- TASK REQUIREMENTS -
Copy each line of the rows below that contains the string "concrete". Match case exactly.

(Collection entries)
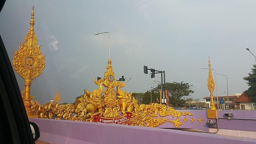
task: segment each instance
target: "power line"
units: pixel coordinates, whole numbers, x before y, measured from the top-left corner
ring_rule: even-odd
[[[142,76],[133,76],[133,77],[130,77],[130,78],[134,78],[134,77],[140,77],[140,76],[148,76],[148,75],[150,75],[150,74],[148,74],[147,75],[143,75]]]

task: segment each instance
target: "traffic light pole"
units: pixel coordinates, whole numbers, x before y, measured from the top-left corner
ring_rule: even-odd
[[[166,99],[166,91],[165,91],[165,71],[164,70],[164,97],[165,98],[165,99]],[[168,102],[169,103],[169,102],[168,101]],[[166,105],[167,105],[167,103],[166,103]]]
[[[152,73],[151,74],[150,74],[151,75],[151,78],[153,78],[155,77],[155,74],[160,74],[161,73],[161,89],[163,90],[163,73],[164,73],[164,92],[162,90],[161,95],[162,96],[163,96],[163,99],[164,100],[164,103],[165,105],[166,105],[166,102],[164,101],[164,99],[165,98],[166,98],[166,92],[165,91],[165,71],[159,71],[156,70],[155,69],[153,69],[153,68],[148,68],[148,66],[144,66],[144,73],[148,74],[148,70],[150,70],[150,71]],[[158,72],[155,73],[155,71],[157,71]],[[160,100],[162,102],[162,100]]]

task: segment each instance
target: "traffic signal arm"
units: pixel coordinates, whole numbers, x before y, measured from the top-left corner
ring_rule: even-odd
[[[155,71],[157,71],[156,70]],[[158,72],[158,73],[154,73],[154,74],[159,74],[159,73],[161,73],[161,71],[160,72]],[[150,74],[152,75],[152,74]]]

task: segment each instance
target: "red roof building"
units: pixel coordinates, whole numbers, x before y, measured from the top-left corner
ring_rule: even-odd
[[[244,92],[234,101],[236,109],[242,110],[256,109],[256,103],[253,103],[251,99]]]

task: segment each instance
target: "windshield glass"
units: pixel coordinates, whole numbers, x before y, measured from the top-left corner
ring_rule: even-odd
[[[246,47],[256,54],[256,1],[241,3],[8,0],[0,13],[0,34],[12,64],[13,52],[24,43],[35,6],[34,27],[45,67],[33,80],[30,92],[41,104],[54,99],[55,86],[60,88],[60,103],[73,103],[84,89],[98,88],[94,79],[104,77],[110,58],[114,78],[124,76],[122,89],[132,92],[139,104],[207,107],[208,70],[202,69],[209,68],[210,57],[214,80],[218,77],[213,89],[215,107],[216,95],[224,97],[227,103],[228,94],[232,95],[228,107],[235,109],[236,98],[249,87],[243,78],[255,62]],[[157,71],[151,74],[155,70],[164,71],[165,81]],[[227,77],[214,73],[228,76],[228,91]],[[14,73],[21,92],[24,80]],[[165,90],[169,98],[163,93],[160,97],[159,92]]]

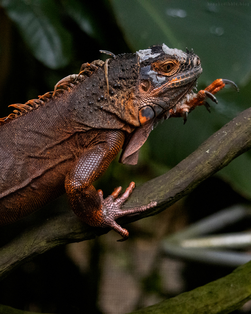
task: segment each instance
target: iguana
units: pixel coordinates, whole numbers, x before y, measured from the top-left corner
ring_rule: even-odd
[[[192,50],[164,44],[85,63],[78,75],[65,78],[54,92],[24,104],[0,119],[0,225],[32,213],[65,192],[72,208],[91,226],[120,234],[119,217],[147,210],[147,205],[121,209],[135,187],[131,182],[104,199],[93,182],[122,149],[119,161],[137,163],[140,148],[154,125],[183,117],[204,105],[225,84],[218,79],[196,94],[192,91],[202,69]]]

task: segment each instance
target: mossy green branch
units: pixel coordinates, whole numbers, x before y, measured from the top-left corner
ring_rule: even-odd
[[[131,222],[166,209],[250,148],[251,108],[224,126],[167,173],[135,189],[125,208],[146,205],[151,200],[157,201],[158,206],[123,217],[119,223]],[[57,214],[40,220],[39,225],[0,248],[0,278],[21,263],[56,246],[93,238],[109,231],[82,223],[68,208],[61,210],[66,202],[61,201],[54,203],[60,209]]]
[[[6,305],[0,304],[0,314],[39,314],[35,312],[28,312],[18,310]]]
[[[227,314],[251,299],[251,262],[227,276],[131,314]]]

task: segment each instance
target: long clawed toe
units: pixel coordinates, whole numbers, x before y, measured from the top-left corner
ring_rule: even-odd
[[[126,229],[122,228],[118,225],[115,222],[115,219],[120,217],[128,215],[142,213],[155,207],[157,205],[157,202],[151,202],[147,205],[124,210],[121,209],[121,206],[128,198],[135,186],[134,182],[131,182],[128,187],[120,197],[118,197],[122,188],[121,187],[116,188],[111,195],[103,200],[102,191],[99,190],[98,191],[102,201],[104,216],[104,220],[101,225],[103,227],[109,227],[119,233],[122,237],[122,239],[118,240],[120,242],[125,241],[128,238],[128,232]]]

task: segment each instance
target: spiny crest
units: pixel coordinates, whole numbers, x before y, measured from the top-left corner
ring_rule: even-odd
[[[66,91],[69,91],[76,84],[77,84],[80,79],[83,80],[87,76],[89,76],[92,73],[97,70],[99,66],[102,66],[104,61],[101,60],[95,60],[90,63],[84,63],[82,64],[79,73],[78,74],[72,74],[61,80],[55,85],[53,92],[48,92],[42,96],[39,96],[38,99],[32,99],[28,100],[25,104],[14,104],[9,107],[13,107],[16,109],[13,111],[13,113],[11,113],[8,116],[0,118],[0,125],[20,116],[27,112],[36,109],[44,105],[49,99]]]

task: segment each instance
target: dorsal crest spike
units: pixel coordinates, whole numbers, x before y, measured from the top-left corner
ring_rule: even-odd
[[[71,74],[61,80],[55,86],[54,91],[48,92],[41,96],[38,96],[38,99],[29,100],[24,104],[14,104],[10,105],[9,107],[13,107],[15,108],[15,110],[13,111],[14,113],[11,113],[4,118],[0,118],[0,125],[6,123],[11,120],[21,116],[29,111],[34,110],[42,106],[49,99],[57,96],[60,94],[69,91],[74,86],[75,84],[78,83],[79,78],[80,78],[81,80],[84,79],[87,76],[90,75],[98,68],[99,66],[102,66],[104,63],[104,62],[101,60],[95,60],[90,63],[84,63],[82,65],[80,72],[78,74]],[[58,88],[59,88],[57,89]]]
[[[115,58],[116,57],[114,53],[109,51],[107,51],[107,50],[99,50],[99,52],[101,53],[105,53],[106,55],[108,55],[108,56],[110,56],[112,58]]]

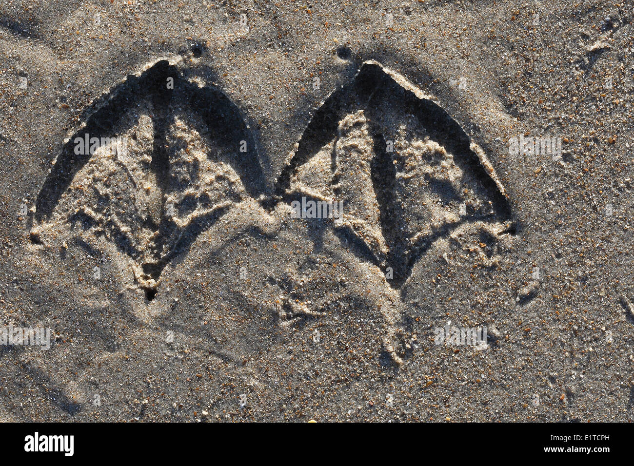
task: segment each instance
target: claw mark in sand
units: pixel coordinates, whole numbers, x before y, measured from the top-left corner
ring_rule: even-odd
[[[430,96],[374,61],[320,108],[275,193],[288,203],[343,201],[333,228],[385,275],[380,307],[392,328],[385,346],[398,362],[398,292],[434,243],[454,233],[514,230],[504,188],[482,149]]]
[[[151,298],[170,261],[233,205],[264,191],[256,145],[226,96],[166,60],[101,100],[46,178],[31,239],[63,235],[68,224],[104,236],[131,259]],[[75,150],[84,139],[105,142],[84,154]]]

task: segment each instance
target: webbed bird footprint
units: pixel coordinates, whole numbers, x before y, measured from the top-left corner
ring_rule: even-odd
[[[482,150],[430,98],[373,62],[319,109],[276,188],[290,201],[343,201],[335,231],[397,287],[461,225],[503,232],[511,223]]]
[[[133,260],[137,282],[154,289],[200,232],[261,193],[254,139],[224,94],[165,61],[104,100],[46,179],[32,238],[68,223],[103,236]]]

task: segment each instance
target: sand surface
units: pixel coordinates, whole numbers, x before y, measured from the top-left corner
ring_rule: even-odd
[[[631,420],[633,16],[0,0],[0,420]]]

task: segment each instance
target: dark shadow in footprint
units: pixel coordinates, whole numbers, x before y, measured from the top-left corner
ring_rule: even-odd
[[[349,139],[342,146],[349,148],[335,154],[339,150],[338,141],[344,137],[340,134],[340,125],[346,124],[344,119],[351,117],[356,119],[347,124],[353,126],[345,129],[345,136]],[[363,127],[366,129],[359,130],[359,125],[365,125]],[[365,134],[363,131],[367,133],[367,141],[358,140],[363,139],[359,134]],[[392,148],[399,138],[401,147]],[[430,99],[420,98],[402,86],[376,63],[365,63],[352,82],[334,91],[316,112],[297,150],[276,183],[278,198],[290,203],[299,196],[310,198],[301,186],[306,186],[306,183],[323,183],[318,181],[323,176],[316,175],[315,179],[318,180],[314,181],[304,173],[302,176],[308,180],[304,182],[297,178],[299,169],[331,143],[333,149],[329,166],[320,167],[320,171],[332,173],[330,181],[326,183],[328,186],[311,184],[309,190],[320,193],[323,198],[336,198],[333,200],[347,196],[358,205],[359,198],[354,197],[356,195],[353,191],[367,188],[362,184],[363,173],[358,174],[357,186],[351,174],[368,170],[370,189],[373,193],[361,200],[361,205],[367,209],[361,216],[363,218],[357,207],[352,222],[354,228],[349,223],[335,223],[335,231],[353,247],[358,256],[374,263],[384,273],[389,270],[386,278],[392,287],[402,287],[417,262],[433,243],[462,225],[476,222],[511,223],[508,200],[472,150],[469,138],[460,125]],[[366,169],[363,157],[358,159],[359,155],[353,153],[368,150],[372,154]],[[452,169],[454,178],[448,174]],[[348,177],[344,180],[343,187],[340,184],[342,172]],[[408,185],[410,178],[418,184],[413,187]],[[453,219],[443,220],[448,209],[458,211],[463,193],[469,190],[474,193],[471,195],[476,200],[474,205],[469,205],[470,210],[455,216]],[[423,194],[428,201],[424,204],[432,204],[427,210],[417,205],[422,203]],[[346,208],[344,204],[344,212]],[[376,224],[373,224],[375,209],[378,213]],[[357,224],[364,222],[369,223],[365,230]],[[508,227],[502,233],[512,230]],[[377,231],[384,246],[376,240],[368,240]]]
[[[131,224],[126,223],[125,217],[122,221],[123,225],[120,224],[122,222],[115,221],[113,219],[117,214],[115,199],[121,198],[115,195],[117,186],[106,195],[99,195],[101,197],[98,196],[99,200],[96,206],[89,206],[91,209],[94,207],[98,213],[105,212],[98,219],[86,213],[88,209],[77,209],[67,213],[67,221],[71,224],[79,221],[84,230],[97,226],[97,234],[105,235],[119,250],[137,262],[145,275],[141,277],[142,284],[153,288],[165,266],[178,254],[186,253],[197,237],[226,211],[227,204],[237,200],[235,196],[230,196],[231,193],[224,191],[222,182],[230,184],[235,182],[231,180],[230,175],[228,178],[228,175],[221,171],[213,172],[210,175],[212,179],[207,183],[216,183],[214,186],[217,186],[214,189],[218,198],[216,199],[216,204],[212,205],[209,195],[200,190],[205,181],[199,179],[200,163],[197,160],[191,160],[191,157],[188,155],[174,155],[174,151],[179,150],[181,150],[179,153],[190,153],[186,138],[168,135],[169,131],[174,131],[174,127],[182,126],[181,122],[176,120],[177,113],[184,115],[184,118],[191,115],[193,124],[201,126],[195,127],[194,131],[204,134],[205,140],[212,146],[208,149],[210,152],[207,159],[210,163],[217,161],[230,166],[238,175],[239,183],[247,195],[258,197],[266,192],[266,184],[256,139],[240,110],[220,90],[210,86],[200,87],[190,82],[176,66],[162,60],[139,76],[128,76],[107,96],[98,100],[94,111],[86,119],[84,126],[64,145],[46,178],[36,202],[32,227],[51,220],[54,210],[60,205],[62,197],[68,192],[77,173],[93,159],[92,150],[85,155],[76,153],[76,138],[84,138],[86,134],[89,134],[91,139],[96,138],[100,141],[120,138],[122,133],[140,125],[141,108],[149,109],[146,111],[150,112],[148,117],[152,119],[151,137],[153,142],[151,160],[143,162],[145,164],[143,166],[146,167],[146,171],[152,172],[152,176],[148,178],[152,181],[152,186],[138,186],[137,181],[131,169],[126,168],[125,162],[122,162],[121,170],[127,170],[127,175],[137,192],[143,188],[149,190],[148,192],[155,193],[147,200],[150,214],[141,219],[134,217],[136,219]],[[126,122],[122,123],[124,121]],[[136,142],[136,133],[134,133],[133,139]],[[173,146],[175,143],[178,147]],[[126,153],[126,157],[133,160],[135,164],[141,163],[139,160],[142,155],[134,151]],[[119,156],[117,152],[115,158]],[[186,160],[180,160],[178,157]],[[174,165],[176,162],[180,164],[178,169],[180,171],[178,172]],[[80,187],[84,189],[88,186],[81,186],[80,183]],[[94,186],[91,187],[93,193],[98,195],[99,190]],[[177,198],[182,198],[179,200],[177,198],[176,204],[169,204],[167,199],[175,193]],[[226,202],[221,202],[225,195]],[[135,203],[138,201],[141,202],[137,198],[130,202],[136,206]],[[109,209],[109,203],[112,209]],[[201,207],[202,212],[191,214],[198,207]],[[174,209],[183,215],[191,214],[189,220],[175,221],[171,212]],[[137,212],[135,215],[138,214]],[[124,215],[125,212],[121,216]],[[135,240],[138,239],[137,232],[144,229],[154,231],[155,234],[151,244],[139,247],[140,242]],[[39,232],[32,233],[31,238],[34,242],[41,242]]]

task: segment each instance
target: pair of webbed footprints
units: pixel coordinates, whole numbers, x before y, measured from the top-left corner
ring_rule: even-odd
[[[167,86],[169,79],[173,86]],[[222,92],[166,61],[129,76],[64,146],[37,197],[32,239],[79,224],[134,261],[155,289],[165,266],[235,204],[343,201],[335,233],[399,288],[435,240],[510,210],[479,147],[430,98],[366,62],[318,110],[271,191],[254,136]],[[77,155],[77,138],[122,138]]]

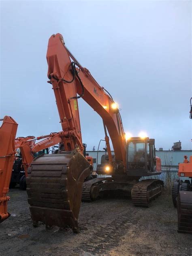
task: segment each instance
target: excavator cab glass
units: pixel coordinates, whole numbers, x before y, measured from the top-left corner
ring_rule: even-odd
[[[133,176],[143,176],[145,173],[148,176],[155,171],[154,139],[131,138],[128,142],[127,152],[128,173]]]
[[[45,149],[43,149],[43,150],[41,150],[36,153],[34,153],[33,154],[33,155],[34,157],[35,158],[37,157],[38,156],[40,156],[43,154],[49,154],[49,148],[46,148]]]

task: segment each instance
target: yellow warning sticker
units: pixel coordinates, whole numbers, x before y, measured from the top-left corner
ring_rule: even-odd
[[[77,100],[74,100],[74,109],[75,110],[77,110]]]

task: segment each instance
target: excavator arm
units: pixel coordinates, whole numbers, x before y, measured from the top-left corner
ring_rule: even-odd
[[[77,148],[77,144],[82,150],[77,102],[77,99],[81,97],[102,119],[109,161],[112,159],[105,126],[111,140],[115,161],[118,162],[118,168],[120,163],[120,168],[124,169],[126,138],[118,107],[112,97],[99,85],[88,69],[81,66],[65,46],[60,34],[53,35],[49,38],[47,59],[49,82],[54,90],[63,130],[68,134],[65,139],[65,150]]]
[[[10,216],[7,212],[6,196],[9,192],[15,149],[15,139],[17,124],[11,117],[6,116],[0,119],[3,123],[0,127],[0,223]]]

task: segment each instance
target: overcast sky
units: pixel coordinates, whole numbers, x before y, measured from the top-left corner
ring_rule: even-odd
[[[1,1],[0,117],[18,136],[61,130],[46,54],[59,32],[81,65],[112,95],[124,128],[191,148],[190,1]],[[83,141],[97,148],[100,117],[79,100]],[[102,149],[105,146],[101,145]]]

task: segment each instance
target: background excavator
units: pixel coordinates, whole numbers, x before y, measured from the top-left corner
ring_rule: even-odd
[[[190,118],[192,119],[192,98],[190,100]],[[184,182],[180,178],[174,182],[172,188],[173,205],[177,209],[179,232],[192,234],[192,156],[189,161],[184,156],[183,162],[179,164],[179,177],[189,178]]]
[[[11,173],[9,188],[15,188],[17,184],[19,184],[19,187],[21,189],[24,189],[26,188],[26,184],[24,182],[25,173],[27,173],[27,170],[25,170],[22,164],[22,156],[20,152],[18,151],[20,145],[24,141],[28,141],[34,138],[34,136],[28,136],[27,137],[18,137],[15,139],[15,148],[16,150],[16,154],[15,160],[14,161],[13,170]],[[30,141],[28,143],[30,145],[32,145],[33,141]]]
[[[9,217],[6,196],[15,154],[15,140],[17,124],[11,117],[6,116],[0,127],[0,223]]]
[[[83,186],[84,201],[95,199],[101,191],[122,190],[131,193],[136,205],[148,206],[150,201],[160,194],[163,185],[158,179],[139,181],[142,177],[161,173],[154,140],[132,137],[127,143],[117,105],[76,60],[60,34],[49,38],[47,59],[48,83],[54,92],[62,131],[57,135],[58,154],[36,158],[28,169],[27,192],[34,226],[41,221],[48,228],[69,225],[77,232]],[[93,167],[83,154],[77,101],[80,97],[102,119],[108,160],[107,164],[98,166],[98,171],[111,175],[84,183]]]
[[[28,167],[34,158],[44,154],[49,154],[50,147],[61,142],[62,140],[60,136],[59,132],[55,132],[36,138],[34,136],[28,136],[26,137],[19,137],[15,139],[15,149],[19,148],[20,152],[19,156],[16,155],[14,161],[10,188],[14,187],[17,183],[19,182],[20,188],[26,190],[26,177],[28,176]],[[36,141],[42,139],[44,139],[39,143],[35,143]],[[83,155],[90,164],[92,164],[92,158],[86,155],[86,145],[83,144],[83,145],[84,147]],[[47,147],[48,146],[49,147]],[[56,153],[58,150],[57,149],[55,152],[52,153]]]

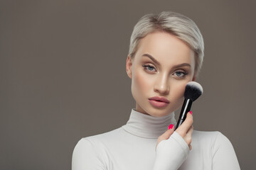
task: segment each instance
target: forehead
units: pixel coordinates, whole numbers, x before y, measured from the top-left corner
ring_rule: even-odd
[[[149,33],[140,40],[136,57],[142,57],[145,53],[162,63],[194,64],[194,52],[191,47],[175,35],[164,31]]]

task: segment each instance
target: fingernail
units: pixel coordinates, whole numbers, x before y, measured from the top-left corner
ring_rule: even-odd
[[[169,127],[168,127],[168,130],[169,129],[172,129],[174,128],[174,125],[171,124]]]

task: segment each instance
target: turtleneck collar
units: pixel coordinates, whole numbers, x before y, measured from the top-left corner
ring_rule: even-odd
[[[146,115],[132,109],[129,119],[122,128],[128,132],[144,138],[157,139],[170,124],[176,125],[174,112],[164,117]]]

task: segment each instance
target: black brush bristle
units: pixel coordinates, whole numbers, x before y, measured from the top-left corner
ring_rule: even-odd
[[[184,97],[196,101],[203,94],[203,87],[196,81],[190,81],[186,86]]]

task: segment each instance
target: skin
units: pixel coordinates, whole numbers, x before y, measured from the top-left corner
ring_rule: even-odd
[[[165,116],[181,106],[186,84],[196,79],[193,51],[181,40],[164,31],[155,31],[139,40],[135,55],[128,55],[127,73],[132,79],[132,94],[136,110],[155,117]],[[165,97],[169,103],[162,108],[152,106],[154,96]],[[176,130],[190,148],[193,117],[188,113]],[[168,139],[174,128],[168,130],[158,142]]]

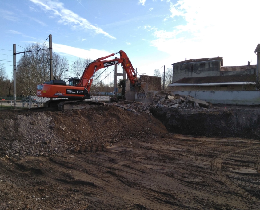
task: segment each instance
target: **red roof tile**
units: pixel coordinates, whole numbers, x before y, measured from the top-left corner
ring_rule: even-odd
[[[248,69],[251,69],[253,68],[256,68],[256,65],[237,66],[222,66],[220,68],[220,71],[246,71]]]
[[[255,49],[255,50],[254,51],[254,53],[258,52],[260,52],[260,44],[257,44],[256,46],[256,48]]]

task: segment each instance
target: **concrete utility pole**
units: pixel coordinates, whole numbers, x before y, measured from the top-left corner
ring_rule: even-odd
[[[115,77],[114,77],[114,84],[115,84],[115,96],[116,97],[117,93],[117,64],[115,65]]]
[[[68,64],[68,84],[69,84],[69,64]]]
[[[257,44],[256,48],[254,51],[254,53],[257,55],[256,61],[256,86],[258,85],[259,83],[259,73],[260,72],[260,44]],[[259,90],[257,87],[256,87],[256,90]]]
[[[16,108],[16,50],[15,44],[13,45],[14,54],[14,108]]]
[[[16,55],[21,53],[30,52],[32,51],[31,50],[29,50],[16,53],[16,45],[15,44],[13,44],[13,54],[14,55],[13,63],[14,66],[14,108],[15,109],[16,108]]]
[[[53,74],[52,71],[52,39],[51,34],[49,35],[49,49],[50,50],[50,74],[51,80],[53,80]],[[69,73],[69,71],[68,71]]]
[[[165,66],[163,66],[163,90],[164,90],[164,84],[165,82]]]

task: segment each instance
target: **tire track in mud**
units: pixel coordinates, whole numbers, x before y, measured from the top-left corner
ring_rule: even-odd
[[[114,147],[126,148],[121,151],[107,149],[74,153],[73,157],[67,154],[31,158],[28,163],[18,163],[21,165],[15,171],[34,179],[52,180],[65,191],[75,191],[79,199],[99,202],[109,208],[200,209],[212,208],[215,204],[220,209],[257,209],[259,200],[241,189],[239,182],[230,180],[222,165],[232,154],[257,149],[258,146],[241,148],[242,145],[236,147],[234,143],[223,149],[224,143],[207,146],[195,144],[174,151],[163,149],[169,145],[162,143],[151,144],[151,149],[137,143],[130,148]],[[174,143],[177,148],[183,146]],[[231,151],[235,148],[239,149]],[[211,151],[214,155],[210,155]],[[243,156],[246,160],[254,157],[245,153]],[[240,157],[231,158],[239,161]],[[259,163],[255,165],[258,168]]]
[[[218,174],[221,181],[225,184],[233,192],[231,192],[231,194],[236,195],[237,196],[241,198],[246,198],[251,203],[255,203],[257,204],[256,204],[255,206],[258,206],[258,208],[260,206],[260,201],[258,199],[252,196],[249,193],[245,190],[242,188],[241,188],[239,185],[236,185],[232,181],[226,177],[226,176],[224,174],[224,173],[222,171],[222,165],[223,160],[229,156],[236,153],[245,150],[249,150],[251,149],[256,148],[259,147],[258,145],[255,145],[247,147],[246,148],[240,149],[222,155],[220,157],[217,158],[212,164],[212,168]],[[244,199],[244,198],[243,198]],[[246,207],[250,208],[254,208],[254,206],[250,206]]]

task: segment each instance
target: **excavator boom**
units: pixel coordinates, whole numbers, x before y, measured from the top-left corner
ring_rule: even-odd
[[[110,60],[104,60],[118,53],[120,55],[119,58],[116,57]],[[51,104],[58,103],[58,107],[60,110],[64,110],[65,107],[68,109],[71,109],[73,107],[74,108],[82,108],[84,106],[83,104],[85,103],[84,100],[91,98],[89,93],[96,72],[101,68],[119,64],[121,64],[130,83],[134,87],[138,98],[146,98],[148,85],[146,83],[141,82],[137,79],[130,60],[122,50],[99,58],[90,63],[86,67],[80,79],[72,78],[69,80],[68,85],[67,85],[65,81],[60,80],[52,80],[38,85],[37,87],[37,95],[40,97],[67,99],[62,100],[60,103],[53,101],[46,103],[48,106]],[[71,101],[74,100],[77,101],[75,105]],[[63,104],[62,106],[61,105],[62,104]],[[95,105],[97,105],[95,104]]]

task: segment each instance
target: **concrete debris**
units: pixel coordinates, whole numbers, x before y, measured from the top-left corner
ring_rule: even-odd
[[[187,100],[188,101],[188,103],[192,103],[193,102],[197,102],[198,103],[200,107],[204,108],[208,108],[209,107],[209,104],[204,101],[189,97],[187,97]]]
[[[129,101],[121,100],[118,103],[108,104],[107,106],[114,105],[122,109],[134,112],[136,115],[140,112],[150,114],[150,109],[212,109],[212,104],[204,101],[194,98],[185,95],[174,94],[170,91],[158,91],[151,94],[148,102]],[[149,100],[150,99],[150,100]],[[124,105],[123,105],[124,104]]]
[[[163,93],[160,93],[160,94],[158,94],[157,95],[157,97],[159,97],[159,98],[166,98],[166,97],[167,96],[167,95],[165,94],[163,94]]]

- EXERCISE RESULT -
target: **concrete utility pole**
target: **concrete debris**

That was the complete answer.